◆ Quoted passage
○ ○ ○ ○ ○ ○ ○

## Building ETL Pipelines

> This document of fundamental ETL pipeline is directly referenced from [Buliding ETL pipeline's article of freecodecamp](https://www.freecodecamp.org/news/sqlalchemy-makes-etl-magically-easy-ab2bd0df928/) written by Peter Gleeson. 

## Defining a schema

A __database schema defines the structure of a database system, in terms of tables, columns, fields, and the relationships between them.__ 

Schemas can be defined in raw SQL, or through the use of SQLAlchemy’s ORM feature.

Below is an example showing how to define a schema of two tables for an imaginary blogging platform. __One is a table of users, and the other is a table of posts uploaded.__

1. First, __import__ everything you need from SQLAlchemy. Then, use __`create_engine(connection_string)` to connect to your database.__


2. Next, __start defining your table classes.__ 
    - __The first one in the example is `Users`.__ __Each column in this table is defined as a class variable__ using SQLAlchemy’s `Column(type)`, where type is a data type (such as `Integer`, `String`, `DateTime` and so on). __Use `primary_key=True` to denote columns which will be used as primary keys.__
    - __The next table defined here is `Uploads`.__ It’s very much the same idea — each column is defined as before.
    
The final two lines actually create the tables. The __`checkfirst=True` parameter ensures that new tables are only created if they do not currently exist in the database.__

In [1]:
%rm demo.db
from sqlalchemy import *
from sqlalchemy.ext.declarative import declarative_base
from sqlalchemy.orm import sessionmaker
from sqlalchemy.sql import *

engine = create_engine('sqlite:///demo.db')
Base = declarative_base()

class Users(Base):
    __tablename__ = "users"
    UserId = Column(Integer, primary_key=True)
    Title = Column(String)
    FirstName = Column(String)
    LastName = Column(String)
    Email = Column(String)
    Username = Column(String)
    DOB = Column(DateTime)

class Uploads(Base):
    __tablename__ = "uploads"
    UploadId = Column(Integer, primary_key=True)
    UserId = Column(Integer)
    Title = Column(String)
    Body = Column(String)
    Timestamp = Column(DateTime)

Users.__table__.create(bind=engine, checkfirst=True)
Uploads.__table__.create(bind=engine, checkfirst=True)

○ ○ ○ ○ ○ ○ ○

◆ Recorded information
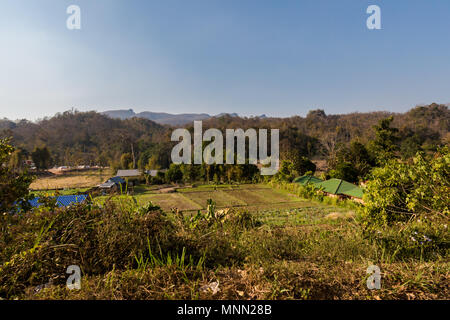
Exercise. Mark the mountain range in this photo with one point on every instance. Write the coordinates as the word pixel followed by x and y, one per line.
pixel 165 118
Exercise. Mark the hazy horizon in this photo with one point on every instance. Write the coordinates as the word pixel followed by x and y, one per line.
pixel 250 58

○ ○ ○ ○ ○ ○ ○

Write the next part of the SQLAlchemy ETL pipeline guide, picking up right after the table-creation code that ends it. You won't need the lines for anything here.

◆ Written reply
In [2]:
Users.__table__

Table('users', MetaData(bind=None), Column('UserId', Integer(), table=<users>, primary_key=True, nullable=False), Column('Title', String(), table=<users>), Column('FirstName', String(), table=<users>), Column('LastName', String(), table=<users>), Column('Email', String(), table=<users>), Column('Username', String(), table=<users>), Column('DOB', DateTime(), table=<users>), schema=None)

In [3]:
Uploads.__table__

Table('uploads', MetaData(bind=None), Column('UploadId', Integer(), table=<uploads>, primary_key=True, nullable=False), Column('UserId', Integer(), table=<uploads>), Column('Title', String(), table=<uploads>), Column('Body', String(), table=<uploads>), Column('Timestamp', DateTime(), table=<uploads>), schema=None)

## Extract

Once the schema has been defined, the next task is to __extract the raw data from its source.__ The exact details can vary wildly from case to case, depending on how the raw data is provided. Maybe your app calls an in-house or third-party API, or perhaps you need to read data logged in a CSV file.

The example below __uses two APIs to simulate data for the fictional blogging platform__ described above.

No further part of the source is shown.